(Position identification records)
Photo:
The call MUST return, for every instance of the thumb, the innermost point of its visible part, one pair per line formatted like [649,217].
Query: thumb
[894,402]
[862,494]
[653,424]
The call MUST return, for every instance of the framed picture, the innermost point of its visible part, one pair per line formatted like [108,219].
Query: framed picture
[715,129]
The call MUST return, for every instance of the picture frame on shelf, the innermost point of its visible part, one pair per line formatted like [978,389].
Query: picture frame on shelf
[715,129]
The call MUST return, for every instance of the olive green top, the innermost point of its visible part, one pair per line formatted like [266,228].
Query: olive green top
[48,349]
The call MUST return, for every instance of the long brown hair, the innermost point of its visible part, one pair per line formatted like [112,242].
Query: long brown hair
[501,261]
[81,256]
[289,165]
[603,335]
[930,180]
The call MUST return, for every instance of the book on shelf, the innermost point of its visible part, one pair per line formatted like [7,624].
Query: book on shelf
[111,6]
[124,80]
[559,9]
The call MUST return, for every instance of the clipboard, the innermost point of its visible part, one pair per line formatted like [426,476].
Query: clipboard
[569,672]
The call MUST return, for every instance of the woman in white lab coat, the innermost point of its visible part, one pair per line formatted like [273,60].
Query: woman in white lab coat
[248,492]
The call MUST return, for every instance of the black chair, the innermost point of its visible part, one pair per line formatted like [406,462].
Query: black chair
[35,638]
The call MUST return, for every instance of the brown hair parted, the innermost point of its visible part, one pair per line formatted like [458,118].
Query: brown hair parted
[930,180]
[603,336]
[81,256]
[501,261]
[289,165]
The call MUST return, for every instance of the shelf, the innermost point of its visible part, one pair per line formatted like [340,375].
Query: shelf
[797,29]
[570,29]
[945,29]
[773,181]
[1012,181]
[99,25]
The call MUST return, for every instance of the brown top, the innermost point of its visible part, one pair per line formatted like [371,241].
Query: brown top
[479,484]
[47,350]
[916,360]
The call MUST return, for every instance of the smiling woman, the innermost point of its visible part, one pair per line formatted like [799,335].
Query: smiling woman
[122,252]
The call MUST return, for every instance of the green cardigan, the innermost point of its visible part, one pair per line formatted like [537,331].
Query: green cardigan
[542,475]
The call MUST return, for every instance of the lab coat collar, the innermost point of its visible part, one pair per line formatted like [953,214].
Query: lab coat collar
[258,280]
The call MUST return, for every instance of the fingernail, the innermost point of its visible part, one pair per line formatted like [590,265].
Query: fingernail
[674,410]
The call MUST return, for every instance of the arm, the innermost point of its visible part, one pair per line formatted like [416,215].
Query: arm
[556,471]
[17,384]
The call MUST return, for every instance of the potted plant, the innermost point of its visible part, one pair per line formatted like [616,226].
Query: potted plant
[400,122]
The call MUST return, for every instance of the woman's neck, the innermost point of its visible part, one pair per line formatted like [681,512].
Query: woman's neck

### TASK REQUIREMENTS:
In the listing above, find the line containing "The call MUST return, for every instance of the smiling", then reproduce it and each line after it through the end, exactly and with nothing added.

### RESULT OF THIS EXERCISE:
The call MUST return, for every instance of the smiling woman, the innermost point of its visible part, one pair per line formatted like [799,335].
Query: smiling woman
[122,252]
The call MUST return, for every instance of the green cardigan, the innermost point of its visible part, one pair per line formatted like [537,331].
Query: green cardigan
[542,475]
The call MUST return, for every instance of the lab coat collar, the innermost point of its visible part, one pair per line formatted like [953,214].
Query: lab coat collar
[258,280]
The call MUST return, for every instance of the fingernail, the innermost point of its visible part, one pair per line formatted like [590,265].
Query: fingernail
[674,410]
The call MUST return, for every instance of the arm, the innermost point of its visible part, one pair per line formatted like [416,215].
Query: arm
[556,471]
[17,384]
The call MUST return, for every instance of the potted plant, the innermost point of its visible part, one pair per line formatted like [616,226].
Query: potted plant
[400,122]
The call MUST return, for every instance of the woman's neck, the innermost point of its visible part, one pair per line formatted like [681,512].
Query: woman's neck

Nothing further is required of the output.